提示文 >>

最高気温が35度以上になっても「そんなに珍しくない」と感じるほど、猛暑が当たり前になった、近年の日本の夏。室内でも熱中症になるリスクはあり、生命を守るためにもエアコンは欠かせない存在だが、もしエアコンが故障したらどうなるのか? 修理してもらおうにも、業者がすぐに対応してくれるとは限らない。エアコンの代わりに扇風機を使うという選択肢も考えられるが、今の東京の熱帯夜で、扇風機だけで暑さをしのげるのか──。その実体験をレポートする。
都内のマンションに住む40代の男性会社員・西田さん(仮名)は、今年の夏、寝室のエアコンが故障。エアコンを修理したり、新しく買い替えたりするのではなく、扇風機で暑さをしのいだという。
扇風機の最大のメリットは、消費電力が少なく、電気代が安く済むことだろう。機種によって消費電力に差はあるが、扇風機にかかる電気代はエアコンの10分の1以下といわれる。さらに、本体の価格もエアコンに比べると圧倒的に安い。
「寝室で使っているエアコンが、運転開始して1時間くらいすると水が垂れてくるようになってしまったんです。自分で排水ホースを掃除してみましたが、全く改善されない。これはもう修理するしかないと思ったんですが、仕事が忙しく、業者を呼ぶ時間もない。今住んでいるマンションは賃貸で、近いうちに引っ越しを考えていることもあって、エアコンの修理は後回しにして、扇風機を買おうと思い立ちました。

抽出情報 >>
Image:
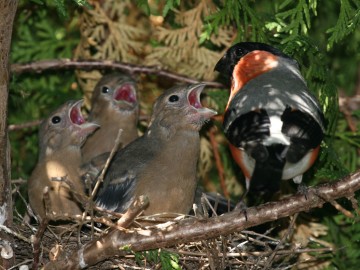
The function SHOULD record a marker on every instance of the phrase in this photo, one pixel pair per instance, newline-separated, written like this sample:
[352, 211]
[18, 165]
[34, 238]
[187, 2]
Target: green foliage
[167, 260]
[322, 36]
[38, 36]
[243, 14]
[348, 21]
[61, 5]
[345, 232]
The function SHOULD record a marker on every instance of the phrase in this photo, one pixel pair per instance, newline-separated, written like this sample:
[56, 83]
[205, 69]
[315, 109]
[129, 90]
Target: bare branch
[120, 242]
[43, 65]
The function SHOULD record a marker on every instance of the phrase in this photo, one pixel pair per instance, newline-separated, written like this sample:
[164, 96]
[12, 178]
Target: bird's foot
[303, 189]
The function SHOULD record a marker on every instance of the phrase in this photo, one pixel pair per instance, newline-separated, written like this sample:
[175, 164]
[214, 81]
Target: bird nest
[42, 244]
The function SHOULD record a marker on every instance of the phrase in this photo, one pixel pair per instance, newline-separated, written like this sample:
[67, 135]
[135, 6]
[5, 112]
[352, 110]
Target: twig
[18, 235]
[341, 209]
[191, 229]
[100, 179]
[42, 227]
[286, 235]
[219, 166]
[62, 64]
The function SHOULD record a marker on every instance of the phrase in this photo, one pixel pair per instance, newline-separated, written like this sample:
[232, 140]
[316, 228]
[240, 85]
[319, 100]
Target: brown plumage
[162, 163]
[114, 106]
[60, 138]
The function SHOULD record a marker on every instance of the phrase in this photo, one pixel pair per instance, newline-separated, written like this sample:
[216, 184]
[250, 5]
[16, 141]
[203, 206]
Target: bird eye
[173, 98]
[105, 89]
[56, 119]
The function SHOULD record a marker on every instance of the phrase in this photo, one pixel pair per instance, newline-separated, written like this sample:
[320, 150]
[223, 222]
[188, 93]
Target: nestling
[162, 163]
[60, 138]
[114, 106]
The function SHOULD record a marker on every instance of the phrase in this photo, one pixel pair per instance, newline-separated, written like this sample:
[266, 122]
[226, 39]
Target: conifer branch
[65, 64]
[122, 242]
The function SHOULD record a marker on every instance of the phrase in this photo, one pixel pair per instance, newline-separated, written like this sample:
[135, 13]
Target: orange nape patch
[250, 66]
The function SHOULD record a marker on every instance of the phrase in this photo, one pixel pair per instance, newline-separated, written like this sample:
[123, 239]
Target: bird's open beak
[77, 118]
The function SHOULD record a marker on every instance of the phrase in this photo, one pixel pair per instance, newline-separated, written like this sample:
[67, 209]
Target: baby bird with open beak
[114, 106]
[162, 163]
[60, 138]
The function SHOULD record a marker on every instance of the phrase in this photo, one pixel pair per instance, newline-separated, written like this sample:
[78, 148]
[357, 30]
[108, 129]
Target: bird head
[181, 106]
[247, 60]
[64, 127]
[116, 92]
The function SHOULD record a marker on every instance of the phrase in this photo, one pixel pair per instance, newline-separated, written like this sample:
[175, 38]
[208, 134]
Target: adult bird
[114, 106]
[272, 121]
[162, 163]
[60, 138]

依頼内容 >> 上にあるエアコン故障と扇風機の記事から、「最高気温が35度以上になって」を含む言葉で始まり「機を買おうと思い立ちました。」で終わる部分を、一字も変えずに打ち直してください。

今回の結果 >>
最高気温が35度以上になっても「そんなに珍しくない」と感じるほど、猛暑が当たり前になった、近年の日本の夏。室内でも熱中症になるリスクはあり、生命を守るためにもエアコンは欠かせない存在だが、もしエアコンが故障したらどうなるのか? 修理してもらおうにも、業者がすぐに対応してくれるとは限らない。エアコンの代わりに扇風機を使うという選択肢も考えられるが、今の東京の熱帯夜で、扇風機だけで暑さをしのげるのか──。その実体験をレポートする。
都内のマンションに住む40代の男性会社員・西田さん(仮名)は、今年の夏、寝室のエアコンが故障。エアコンを修理したり、新しく買い替えたりするのではなく、扇風機で暑さをしのいだという。
扇風機の最大のメリットは、消費電力が少なく、電気代が安く済むことだろう。機種によって消費電力に差はあるが、扇風機にかかる電気代はエアコンの10分の1以下といわれる。さらに、本体の価格もエアコンに比べると圧倒的に安い。
「寝室で使っているエアコンが、運転開始して1時間くらいすると水が垂れてくるようになってしまったんです。自分で排水ホースを掃除してみましたが、全く改善されない。これはもう修理するしかないと思ったんですが、仕事が忙しく、業者を呼ぶ時間もない。今住んでいるマンションは賃貸で、近いうちに引っ越しを考えていることもあって、エアコンの修理は後回しにして、扇風機を買おうと思い立ちました。